Point labeling dataset excerpts
----

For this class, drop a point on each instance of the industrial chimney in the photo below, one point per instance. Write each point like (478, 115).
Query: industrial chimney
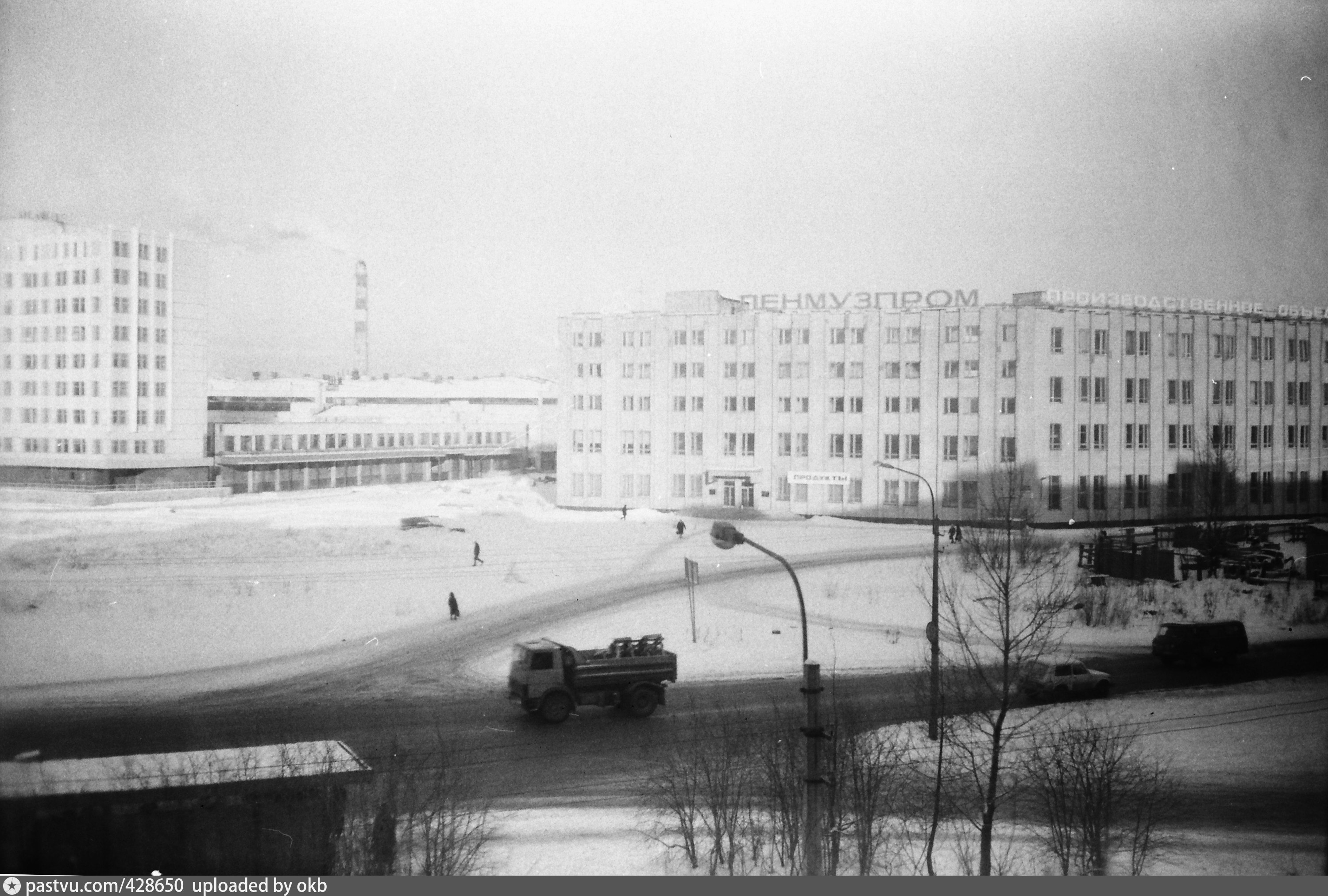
(362, 319)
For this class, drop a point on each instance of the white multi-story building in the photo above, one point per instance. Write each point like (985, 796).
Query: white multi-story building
(301, 433)
(103, 343)
(1107, 404)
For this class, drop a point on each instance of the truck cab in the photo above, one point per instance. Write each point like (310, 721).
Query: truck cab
(553, 680)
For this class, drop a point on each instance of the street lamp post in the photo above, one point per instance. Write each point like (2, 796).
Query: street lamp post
(934, 627)
(726, 535)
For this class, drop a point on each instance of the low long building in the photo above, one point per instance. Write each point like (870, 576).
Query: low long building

----

▸ **To do**: Copy every record above exactly, leaving out any pictures.

▸ **Solution to the problem**:
For this class, drop a point on each instance of the industrial chimney in the photo below, one point per instance. Write each point like (478, 115).
Query: industrial chimney
(362, 319)
For this class, drop a point on each instance of the white multi-story building in the photo above, one point per instance. Write each point like (985, 796).
Query: white multi-story building
(301, 433)
(103, 343)
(1107, 404)
For this class, drop a point on each instance of the truck cab in the photo above, one point per instance. Write each point like (310, 721).
Query: truck cab
(553, 680)
For this class, drop a point on each instance of the street lamp post in the photo above, one point per instance. Write each point like (2, 796).
Query: street lamp post
(934, 627)
(726, 535)
For this class, drop a point on each instance of the low long building in the photo above, one point per instance. Write each point like (870, 576).
Query: low long building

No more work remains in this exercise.